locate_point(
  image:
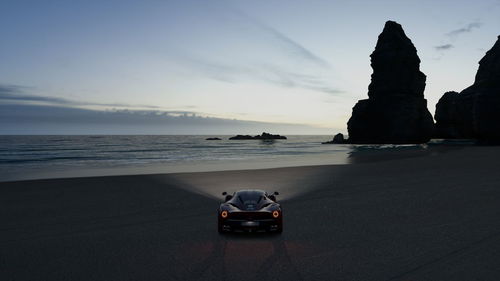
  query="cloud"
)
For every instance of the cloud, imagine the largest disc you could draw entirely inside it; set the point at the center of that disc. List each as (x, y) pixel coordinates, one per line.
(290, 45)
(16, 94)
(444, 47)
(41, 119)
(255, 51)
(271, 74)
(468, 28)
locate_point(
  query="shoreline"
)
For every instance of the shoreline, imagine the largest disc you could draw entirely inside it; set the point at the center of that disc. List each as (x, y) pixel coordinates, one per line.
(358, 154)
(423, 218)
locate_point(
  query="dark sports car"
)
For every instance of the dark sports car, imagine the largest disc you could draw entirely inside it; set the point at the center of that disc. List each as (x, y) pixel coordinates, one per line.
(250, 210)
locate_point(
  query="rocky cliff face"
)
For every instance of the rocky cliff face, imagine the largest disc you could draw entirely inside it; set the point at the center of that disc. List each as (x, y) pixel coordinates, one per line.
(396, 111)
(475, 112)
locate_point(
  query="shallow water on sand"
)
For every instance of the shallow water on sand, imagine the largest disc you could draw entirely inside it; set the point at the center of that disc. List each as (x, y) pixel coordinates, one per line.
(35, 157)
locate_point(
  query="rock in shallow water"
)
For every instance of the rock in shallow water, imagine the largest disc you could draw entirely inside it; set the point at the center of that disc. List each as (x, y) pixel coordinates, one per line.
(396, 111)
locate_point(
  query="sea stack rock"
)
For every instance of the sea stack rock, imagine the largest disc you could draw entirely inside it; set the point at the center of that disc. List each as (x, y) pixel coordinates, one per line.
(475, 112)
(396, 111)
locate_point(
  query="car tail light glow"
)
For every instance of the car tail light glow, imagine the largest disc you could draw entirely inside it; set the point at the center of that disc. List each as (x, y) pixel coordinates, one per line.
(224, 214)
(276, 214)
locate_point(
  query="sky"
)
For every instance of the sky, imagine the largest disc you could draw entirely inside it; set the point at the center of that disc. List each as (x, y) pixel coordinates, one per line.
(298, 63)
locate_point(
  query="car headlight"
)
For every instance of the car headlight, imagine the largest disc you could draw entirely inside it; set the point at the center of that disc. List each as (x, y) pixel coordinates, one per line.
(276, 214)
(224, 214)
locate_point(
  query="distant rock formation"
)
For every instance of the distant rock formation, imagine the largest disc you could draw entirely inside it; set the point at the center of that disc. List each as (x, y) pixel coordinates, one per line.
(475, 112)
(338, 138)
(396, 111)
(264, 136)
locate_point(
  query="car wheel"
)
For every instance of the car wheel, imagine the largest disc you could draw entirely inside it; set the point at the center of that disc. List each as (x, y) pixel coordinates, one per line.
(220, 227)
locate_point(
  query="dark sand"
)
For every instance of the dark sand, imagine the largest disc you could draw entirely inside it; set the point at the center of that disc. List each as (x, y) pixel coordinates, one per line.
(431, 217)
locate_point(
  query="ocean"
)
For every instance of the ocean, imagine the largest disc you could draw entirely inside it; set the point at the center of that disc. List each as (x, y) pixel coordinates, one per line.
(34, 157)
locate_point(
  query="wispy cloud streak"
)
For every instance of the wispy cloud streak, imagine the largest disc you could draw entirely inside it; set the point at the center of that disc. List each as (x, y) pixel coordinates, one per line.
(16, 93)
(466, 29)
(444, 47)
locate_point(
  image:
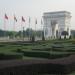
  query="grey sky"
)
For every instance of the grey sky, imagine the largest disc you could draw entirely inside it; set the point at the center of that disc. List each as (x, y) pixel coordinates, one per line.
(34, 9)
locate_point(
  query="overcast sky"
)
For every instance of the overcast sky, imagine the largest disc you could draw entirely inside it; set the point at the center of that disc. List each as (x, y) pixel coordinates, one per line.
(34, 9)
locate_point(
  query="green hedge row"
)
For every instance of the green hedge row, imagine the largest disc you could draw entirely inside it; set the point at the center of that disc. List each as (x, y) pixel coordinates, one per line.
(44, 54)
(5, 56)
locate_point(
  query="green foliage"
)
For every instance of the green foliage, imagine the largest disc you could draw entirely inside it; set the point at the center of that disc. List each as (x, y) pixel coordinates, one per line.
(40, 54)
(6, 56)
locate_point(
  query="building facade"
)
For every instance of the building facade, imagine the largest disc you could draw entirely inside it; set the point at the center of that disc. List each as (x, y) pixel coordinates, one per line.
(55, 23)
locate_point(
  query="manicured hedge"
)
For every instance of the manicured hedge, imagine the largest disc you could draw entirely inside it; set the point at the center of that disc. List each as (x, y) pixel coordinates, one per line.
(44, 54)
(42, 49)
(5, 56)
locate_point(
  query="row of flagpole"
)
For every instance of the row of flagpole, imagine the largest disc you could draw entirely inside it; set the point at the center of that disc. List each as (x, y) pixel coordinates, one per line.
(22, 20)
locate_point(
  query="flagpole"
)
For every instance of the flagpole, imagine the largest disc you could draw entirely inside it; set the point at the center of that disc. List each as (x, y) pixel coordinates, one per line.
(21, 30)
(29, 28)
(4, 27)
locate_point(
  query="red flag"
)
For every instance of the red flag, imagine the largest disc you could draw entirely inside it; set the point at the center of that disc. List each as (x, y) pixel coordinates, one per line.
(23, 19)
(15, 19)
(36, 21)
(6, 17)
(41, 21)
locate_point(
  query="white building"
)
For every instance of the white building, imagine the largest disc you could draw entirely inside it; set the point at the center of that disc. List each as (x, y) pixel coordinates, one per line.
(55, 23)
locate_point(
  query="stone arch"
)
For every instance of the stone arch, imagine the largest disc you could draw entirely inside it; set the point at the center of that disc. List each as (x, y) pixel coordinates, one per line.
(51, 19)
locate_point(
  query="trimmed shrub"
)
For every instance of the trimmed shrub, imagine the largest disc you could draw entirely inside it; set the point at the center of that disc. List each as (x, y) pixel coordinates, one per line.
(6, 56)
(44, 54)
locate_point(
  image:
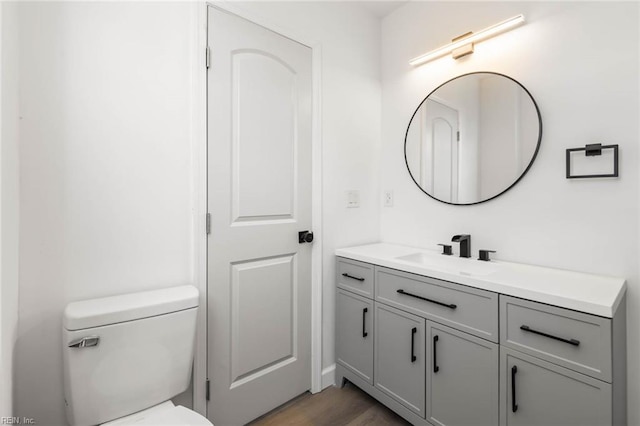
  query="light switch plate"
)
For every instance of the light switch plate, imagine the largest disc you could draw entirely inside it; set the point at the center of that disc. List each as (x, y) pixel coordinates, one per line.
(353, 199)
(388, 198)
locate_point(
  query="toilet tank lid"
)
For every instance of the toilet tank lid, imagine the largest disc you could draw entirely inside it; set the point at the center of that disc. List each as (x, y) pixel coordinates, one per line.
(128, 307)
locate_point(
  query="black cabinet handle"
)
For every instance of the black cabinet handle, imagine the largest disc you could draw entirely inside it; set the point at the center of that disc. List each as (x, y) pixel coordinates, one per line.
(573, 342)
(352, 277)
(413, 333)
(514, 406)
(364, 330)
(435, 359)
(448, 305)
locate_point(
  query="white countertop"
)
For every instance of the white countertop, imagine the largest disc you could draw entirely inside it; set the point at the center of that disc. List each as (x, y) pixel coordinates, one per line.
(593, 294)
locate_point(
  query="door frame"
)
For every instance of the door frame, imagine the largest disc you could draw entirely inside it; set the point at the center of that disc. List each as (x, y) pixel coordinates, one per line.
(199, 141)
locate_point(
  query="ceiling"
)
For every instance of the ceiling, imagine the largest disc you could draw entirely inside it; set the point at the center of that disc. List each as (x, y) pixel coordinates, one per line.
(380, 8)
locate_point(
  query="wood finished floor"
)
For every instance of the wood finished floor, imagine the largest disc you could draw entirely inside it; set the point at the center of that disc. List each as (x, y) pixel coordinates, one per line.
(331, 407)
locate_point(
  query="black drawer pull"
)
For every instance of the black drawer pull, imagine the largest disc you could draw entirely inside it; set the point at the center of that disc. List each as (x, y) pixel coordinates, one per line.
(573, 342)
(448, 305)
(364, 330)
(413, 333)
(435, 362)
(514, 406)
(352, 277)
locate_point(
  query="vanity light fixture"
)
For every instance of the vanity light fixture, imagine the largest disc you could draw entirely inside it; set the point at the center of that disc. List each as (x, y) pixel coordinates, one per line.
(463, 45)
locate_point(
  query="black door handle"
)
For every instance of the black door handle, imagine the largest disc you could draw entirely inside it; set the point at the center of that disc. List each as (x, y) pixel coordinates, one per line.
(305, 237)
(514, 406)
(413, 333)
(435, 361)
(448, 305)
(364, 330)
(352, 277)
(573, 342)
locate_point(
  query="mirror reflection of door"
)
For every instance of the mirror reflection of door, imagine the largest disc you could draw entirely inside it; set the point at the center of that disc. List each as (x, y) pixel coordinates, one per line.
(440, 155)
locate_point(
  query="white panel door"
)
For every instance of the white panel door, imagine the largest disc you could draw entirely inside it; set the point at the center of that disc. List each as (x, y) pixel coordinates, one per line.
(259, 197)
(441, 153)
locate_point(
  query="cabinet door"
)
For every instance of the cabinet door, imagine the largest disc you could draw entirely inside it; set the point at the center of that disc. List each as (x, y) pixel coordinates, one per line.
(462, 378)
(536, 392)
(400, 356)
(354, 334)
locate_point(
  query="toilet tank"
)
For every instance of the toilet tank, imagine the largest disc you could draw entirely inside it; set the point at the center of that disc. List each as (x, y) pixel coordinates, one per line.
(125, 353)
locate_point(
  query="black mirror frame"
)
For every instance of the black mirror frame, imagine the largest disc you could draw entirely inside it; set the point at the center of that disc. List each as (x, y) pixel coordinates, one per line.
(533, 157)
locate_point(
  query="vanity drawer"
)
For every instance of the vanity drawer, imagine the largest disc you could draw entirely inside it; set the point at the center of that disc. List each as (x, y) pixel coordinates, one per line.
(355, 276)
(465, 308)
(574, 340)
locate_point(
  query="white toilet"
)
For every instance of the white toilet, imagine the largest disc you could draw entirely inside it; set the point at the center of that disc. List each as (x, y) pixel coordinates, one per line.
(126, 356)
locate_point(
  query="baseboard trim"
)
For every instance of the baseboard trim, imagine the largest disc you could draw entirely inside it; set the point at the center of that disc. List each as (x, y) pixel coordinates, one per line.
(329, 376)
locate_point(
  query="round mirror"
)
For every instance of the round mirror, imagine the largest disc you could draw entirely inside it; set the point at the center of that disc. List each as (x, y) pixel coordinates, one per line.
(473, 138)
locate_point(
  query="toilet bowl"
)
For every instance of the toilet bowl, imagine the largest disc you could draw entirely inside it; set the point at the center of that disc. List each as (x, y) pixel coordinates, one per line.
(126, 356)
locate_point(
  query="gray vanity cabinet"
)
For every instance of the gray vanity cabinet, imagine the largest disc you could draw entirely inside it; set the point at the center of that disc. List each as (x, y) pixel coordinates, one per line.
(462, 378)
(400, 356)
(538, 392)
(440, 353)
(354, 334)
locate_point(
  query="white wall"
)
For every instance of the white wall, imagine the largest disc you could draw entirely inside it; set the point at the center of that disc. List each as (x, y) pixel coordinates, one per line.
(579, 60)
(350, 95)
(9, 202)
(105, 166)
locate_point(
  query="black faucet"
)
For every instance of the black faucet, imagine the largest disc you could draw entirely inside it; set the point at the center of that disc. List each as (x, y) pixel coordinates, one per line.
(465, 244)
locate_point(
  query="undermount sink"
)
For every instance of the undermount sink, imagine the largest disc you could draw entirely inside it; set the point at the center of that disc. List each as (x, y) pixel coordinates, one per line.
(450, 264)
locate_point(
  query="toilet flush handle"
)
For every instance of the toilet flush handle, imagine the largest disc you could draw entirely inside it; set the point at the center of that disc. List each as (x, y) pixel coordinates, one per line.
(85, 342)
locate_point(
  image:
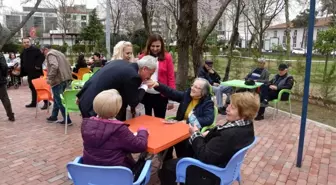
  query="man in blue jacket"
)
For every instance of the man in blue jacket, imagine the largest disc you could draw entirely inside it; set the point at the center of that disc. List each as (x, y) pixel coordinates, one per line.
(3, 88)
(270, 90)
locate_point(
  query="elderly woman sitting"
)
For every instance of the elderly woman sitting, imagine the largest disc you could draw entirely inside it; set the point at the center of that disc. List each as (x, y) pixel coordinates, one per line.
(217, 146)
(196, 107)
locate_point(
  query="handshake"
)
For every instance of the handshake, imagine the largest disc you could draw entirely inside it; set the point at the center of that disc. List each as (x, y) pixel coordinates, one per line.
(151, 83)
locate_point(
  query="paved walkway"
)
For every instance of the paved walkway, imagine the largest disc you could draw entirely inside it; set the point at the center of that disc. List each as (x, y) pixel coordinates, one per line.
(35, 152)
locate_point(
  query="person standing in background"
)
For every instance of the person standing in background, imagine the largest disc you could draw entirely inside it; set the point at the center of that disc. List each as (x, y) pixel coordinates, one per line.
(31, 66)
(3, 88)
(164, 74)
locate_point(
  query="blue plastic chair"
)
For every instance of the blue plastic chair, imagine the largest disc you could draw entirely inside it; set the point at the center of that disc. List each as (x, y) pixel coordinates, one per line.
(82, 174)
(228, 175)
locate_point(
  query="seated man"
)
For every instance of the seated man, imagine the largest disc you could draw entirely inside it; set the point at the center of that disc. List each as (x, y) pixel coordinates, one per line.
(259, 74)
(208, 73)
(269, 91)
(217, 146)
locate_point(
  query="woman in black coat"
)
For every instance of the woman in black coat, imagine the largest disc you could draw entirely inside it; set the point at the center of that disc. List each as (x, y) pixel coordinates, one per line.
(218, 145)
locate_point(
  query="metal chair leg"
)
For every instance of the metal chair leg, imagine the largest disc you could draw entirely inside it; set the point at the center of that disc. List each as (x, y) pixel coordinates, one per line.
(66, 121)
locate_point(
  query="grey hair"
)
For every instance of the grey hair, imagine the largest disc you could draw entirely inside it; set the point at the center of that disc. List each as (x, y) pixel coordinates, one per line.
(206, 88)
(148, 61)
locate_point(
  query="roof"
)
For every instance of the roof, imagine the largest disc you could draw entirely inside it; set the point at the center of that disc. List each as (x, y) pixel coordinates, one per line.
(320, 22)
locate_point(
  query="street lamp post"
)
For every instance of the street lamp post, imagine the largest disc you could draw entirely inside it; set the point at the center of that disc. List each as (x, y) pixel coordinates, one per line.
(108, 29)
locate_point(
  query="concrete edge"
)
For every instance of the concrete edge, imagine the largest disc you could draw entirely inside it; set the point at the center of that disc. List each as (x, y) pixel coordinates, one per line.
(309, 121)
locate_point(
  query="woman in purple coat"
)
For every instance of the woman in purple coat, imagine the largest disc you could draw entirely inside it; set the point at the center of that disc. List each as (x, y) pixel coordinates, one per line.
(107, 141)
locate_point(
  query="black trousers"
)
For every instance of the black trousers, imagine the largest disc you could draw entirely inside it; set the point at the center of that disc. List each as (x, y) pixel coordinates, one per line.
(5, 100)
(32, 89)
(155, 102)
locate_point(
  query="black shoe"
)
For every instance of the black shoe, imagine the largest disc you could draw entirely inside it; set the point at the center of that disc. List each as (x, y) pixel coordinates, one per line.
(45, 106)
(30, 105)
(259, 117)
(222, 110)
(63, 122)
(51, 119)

Task to complete:
How many lines of the items contain the word "arch"? Give only the number.

Solution:
2